● Problem to solve
Repeat word for word every line of the records from the one holding "of the castle." through the last line, both included.

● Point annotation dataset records
"""

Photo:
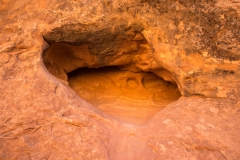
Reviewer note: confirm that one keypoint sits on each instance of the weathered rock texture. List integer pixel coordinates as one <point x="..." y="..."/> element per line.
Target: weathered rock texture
<point x="195" y="44"/>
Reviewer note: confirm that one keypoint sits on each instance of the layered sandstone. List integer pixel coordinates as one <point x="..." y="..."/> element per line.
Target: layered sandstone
<point x="191" y="45"/>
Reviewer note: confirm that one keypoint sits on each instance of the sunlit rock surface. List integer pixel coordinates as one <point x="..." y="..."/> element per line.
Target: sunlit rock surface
<point x="192" y="45"/>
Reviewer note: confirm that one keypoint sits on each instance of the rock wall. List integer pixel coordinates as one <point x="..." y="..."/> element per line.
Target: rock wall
<point x="195" y="42"/>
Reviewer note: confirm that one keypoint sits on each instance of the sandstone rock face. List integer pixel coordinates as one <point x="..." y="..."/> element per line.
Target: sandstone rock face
<point x="192" y="45"/>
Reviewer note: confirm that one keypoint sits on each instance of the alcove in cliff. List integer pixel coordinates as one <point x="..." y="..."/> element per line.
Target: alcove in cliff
<point x="114" y="73"/>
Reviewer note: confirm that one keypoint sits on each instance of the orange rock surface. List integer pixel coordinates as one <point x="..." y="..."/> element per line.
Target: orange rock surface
<point x="80" y="79"/>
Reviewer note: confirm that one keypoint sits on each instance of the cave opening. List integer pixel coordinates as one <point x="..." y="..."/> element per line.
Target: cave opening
<point x="130" y="96"/>
<point x="116" y="75"/>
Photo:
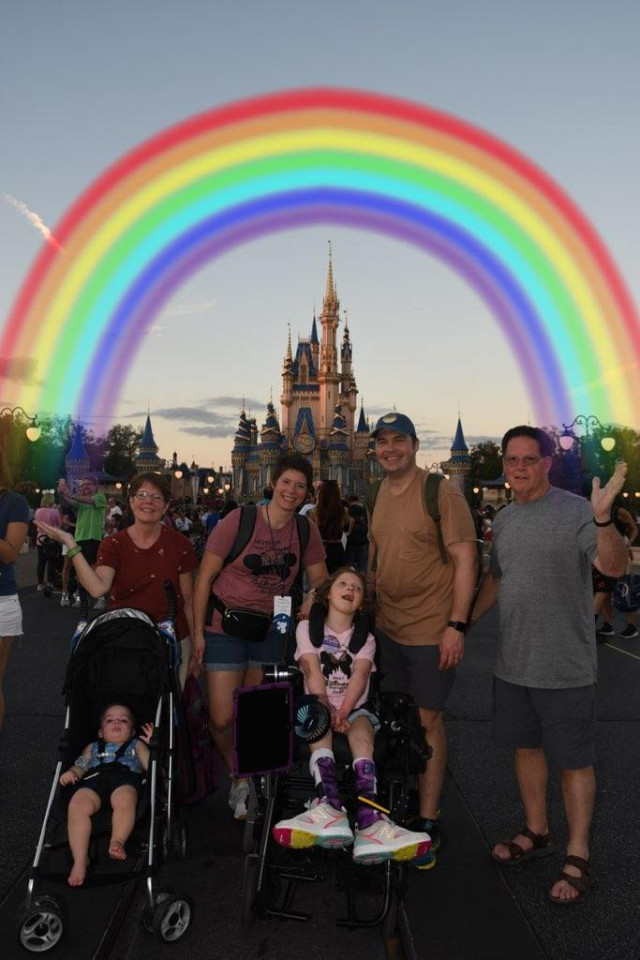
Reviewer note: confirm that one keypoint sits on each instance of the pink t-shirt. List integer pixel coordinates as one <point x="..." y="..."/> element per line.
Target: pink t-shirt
<point x="46" y="515"/>
<point x="255" y="577"/>
<point x="335" y="660"/>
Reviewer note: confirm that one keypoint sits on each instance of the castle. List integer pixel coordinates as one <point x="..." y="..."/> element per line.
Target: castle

"""

● Task output
Reviewer note: confirm that one keypoint sits on each instance of the castle. List integer pixel coordinates as one <point x="..." y="..."/> element per line.
Target: castle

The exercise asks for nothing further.